--- START ---

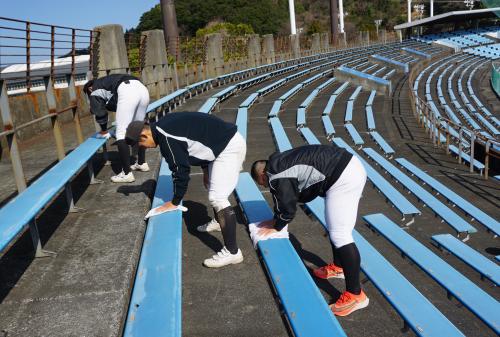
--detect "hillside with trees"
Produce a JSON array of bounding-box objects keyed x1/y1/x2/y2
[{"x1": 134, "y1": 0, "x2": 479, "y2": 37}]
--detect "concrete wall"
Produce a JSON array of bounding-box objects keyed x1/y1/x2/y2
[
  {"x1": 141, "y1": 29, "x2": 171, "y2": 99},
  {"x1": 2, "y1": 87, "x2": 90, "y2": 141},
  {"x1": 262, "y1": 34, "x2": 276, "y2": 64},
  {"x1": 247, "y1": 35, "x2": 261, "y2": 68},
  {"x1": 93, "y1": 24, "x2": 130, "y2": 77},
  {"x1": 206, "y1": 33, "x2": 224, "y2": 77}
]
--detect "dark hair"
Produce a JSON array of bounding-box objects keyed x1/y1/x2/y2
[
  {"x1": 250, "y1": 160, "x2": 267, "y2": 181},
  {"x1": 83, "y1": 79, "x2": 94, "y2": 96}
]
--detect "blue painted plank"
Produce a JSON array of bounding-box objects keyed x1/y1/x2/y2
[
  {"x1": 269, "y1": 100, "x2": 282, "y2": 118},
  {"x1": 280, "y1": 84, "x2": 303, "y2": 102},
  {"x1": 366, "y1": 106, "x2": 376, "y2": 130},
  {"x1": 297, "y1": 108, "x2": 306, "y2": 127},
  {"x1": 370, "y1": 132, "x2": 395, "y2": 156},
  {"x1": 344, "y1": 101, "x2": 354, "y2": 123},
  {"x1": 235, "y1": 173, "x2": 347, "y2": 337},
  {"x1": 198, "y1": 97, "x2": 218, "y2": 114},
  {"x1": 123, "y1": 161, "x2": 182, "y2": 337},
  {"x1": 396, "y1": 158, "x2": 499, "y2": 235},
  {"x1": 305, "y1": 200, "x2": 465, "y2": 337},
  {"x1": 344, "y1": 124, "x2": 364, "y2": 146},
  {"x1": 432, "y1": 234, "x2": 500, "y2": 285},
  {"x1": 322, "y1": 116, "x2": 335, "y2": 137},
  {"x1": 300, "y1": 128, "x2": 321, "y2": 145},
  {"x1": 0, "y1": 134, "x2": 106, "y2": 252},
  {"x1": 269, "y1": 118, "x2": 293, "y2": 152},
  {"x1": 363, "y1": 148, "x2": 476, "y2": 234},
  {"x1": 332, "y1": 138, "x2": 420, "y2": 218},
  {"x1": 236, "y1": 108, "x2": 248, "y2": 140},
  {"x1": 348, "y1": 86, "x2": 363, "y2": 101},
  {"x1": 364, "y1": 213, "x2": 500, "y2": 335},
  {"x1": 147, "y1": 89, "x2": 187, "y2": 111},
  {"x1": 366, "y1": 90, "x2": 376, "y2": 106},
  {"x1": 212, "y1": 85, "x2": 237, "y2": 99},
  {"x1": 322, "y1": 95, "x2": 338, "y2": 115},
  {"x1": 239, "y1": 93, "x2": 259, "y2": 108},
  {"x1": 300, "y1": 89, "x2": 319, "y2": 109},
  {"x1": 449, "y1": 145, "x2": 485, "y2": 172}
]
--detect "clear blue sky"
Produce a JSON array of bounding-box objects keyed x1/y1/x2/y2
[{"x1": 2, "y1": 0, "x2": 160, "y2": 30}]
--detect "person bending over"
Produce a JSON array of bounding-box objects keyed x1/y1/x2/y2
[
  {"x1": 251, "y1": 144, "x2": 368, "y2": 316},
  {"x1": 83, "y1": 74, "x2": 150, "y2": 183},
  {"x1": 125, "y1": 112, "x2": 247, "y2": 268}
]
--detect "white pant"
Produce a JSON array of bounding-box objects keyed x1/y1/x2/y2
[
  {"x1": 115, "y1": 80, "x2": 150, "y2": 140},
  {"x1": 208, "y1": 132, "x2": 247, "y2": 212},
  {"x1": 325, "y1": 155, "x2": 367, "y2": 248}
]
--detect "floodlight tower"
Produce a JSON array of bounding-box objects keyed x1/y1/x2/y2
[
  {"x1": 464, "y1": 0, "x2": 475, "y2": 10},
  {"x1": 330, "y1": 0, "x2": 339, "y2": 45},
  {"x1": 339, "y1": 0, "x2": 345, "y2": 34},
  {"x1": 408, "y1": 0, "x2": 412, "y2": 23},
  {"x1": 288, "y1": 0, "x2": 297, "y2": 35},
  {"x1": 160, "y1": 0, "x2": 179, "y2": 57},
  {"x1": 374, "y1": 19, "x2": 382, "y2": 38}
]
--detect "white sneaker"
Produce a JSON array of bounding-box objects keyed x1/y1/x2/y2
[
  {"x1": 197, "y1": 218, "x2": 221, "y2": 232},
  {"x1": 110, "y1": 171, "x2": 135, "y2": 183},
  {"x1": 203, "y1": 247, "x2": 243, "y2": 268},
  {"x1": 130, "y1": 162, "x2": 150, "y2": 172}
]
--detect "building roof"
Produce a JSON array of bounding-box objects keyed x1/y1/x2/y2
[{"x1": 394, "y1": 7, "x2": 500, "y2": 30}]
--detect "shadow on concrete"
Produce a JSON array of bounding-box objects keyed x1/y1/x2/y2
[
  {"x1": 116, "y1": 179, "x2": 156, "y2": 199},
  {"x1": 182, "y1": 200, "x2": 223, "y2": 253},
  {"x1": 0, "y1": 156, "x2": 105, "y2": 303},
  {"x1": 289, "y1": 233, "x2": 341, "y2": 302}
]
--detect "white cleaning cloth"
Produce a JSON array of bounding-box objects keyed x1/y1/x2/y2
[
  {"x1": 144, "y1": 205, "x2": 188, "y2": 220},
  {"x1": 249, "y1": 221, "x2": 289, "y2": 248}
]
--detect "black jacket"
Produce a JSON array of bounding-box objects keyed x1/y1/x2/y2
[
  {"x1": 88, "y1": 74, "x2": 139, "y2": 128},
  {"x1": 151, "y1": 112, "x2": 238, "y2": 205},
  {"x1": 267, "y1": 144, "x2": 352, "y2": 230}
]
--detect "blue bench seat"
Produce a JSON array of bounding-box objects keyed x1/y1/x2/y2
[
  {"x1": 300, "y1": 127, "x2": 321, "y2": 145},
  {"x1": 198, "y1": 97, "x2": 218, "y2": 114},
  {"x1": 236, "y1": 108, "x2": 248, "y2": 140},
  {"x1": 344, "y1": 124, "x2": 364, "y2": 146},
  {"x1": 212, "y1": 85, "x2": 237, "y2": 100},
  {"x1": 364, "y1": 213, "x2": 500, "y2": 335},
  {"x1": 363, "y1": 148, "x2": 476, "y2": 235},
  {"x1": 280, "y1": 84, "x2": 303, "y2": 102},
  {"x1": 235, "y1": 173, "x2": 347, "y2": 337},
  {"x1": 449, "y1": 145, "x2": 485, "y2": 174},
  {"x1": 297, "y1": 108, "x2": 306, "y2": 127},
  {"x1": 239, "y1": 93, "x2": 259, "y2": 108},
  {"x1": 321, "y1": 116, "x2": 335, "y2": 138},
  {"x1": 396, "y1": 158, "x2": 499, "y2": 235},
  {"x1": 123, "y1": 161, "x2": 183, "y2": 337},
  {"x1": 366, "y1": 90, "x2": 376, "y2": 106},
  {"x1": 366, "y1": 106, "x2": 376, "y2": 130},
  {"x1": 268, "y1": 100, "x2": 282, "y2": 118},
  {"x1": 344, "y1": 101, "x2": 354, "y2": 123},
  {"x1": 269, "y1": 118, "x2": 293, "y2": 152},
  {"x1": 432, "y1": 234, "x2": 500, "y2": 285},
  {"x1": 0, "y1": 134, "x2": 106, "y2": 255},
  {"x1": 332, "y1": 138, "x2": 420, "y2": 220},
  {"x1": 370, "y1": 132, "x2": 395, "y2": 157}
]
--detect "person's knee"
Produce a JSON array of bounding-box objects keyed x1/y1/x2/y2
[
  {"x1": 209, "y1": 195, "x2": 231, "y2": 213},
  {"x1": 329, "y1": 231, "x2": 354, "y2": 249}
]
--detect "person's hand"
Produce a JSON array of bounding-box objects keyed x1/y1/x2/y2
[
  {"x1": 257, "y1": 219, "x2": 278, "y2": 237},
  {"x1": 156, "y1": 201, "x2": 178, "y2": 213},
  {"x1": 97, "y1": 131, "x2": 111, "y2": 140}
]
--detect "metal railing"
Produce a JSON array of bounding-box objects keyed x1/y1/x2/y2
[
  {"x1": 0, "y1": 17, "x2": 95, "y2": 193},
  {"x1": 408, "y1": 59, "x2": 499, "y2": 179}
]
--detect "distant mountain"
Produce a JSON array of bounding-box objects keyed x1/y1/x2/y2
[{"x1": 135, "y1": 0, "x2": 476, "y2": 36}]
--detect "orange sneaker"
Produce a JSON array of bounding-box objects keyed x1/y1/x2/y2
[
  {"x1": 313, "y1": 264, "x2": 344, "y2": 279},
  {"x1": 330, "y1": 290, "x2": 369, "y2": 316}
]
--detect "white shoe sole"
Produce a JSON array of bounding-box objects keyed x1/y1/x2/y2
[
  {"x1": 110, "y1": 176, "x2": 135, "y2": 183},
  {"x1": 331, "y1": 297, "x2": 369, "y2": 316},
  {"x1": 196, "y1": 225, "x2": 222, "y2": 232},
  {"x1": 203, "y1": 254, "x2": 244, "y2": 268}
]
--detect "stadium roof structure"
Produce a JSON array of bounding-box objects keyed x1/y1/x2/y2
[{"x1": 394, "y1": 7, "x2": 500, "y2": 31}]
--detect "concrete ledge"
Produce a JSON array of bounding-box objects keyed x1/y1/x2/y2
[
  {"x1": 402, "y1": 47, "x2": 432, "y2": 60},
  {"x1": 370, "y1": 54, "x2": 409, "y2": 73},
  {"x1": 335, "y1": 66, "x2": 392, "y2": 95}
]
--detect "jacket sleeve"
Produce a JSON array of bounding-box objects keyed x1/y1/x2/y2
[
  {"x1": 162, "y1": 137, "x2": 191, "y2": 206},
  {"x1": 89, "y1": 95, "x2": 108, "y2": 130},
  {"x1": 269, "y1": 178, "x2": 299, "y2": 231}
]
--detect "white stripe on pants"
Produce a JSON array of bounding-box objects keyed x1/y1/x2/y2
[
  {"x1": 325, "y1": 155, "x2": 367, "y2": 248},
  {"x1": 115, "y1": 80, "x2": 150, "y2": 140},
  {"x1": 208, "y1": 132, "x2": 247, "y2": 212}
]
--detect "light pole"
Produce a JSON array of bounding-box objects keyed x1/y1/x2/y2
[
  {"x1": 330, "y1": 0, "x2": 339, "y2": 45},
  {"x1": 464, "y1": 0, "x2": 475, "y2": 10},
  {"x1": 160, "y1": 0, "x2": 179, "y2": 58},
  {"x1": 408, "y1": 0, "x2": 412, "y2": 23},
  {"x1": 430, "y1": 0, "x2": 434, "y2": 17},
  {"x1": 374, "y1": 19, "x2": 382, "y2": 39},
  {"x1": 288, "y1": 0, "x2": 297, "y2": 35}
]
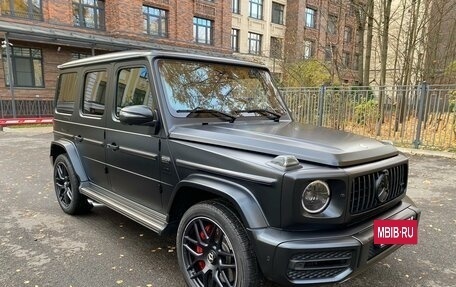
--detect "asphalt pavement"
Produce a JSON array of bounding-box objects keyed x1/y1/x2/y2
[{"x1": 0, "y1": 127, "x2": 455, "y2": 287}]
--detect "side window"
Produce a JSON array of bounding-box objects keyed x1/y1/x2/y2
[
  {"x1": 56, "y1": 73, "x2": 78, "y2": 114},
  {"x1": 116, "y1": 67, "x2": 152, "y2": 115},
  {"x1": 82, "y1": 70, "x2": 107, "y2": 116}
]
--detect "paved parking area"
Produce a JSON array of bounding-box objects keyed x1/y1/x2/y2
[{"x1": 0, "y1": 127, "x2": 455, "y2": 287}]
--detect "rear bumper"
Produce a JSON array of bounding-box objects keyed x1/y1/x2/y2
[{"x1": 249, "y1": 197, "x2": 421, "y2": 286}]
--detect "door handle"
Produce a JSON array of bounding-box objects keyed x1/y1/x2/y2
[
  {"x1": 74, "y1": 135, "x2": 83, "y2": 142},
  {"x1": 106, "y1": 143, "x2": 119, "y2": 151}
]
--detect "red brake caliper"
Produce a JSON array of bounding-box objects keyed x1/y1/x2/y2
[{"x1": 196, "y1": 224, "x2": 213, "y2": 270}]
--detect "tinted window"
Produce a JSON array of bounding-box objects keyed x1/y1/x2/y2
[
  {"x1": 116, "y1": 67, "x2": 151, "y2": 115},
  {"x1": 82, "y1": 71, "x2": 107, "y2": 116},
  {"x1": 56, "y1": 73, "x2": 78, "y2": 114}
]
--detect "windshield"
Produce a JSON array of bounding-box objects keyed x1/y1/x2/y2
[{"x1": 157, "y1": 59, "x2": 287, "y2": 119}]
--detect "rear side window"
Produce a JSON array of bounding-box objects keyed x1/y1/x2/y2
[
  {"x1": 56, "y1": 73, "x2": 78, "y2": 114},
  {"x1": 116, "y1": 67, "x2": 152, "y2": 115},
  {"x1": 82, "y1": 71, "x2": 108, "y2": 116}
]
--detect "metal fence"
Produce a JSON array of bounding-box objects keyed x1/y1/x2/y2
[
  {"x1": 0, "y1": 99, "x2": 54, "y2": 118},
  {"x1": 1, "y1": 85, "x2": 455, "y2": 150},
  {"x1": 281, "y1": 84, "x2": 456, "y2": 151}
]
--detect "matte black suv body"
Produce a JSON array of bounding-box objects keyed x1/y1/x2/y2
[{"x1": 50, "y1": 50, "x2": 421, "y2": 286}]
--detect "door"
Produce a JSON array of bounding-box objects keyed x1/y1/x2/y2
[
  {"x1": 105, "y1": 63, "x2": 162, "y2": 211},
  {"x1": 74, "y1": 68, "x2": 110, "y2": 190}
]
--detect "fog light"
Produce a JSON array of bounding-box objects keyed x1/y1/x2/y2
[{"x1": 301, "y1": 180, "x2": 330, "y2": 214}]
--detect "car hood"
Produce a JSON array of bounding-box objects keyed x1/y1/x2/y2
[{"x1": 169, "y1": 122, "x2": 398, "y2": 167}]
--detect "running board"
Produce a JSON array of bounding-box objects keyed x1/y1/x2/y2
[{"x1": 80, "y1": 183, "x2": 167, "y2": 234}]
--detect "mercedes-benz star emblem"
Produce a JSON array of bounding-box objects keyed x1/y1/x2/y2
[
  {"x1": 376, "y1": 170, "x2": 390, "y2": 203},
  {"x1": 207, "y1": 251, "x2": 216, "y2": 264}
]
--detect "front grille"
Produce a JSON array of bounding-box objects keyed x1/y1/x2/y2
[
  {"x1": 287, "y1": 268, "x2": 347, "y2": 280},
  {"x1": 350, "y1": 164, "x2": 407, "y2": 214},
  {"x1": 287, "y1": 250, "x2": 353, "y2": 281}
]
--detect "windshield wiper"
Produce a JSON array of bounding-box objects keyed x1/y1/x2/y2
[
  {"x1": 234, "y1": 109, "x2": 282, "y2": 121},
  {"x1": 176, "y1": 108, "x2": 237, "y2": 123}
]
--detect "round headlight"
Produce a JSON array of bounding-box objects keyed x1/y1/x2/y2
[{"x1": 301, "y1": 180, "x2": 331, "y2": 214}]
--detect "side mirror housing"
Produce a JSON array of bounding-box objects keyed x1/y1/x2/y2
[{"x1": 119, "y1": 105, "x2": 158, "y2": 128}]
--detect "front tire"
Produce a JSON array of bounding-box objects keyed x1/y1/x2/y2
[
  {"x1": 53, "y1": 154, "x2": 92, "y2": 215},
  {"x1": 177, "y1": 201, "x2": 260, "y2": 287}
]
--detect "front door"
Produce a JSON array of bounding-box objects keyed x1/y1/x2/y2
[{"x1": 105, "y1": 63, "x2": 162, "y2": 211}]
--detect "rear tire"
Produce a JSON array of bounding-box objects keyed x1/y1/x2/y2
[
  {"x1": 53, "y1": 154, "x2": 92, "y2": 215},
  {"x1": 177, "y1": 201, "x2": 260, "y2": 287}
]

--- END ---

### EXERCISE BRIEF:
Across all the entries, how many lines hold the string "person"? Only the number is needed.

### TASK RESULT:
3